It is just me or TLB and Cache are very similar ?
What do you think about generator like Chisel, Migen or SpinalHDL ? I was thinking using one of these for prototyping the most complexe parts because i want to keep what's left of my sanity.
I'm more interested in the 68K, i know there is many implementation of the 68000, one for the 68010/68020, an 68030 without MMU and the 68080 from the Apollo Team (an 68060 like with no MMU and not open source). I was thinking starting from scratch and maybe skip unused/obsolete instructions like BCD, aiming for a modern 32-bits 68K with MMU ( to do linux and stuff ). And beyond the OG 68000, there not much as technical doc, so i started to look for the closest architecture, the good old x86, hoping i can transpose some things
I will certainly need it, already had a few setbacks, and had to scale back the scope a bit (I was originally going to implement a K6, or something similar).
A TLB and Cache can be similar, but it depends on the associativity. With the Pentium, for example, they have a similar associativity (2-way for the cache, and 4-way for the TLB). There are some x86 implementations that are fully associative though, just like with MIPS. And the refill mechanism also depends on the implementation. x86 has a hardware refill for both cache and TLB, whereas MIPS only has it for cache. (A non hardware assisted cache refill mechanism would be a scratchpad, like what the PlayStation 2 had).
I have looked at all of those generators, and used a few for stitching parts together. I'm not particularly fond of them though. They are really good for rapid prototyping, and are powerful for verification (using formal verification). But they are almost impossible to debug (if formal verification is missing conditional state tests), and they give you very little control over synthesis for performance or area (you can always black box, but then what's the point of using the generator). That doesn't mean they are useless, but you could end up putting almost as much time into them as writing straight up HDL.

---------------

= Exercise requirements =
1 - Answer these from the forum thread:
(a) In the Pentium example, what associativity does the cache have?
(b) Which architecture has hardware refill only for the cache and not for the TLB?
(c) What was originally going to be implemented before the scope was scaled back?
2 - Copy word for word the part of the forum thread starting with "What do you" and going on through "or something similar).".
The items are not needed for any of this.

---------------

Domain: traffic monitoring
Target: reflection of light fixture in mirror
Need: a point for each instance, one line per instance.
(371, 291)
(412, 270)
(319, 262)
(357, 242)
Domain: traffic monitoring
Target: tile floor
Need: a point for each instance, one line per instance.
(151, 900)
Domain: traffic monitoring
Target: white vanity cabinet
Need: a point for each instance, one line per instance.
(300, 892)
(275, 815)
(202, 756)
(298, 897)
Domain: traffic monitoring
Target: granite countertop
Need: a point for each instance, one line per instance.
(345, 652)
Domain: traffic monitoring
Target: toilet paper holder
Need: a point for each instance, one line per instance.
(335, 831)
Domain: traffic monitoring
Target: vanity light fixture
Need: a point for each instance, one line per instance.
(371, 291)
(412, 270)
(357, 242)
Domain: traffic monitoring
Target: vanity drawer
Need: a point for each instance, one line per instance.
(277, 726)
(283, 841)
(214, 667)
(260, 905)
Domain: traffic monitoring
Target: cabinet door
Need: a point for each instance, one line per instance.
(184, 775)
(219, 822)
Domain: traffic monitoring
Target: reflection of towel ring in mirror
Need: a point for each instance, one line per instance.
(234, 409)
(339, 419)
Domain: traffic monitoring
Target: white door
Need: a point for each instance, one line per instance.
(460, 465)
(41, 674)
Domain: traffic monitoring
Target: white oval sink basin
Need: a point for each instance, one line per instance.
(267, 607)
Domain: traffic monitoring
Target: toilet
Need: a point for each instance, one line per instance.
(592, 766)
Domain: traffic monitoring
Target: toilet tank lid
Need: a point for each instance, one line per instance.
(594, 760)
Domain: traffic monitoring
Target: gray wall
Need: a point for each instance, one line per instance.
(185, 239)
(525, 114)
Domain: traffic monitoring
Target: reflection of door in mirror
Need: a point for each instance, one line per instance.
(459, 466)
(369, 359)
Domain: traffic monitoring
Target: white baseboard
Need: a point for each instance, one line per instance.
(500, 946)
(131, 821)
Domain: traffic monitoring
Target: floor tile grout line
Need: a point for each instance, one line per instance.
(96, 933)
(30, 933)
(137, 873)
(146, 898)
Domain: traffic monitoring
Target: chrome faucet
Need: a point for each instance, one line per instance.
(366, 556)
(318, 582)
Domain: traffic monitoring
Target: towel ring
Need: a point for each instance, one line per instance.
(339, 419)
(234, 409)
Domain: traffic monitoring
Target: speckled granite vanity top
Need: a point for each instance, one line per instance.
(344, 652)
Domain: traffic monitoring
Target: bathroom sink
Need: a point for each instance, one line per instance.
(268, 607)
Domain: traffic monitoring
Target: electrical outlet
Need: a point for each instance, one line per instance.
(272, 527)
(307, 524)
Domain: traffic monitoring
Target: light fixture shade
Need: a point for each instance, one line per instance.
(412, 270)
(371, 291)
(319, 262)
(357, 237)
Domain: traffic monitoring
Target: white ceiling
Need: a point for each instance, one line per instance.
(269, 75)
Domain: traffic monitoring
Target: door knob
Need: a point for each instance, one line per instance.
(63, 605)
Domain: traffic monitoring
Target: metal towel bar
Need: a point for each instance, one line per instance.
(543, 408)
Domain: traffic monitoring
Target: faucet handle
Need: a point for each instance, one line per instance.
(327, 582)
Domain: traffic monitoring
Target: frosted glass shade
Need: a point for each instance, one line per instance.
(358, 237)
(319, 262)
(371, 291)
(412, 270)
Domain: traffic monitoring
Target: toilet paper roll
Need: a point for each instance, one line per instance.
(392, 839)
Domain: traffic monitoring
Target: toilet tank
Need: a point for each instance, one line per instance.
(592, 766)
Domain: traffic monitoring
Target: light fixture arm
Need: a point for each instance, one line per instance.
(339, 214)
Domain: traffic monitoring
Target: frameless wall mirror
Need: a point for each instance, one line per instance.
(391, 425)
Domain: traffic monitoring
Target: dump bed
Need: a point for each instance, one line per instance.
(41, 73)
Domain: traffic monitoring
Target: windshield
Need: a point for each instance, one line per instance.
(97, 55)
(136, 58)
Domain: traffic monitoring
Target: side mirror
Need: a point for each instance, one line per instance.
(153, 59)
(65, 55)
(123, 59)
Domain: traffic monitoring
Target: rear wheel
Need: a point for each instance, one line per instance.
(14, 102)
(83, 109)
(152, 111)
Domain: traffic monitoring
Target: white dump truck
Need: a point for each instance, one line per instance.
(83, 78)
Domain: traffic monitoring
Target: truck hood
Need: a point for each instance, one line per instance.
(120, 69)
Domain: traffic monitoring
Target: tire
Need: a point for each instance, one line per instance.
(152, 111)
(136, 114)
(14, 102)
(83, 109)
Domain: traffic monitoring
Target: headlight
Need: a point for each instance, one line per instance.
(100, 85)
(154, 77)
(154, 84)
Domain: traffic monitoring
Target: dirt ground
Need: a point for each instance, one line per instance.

---------------

= Answer list =
1 -
(a) 2-way.
(b) MIPS.
(c) A K6, or something similar.

2 -
What do you think about generator like Chisel, Migen or SpinalHDL ? I was thinking using one of these for prototyping the most complexe parts because i want to keep what's left of my sanity.
I'm more interested in the 68K, i know there is many implementation of the 68000, one for the 68010/68020, an 68030 without MMU and the 68080 from the Apollo Team (an 68060 like with no MMU and not open source). I was thinking starting from scratch and maybe skip unused/obsolete instructions like BCD, aiming for a modern 32-bits 68K with MMU ( to do linux and stuff ). And beyond the OG 68000, there not much as technical doc, so i started to look for the closest architecture, the good old x86, hoping i can transpose some things
I will certainly need it, already had a few setbacks, and had to scale back the scope a bit (I was originally going to implement a K6, or something similar).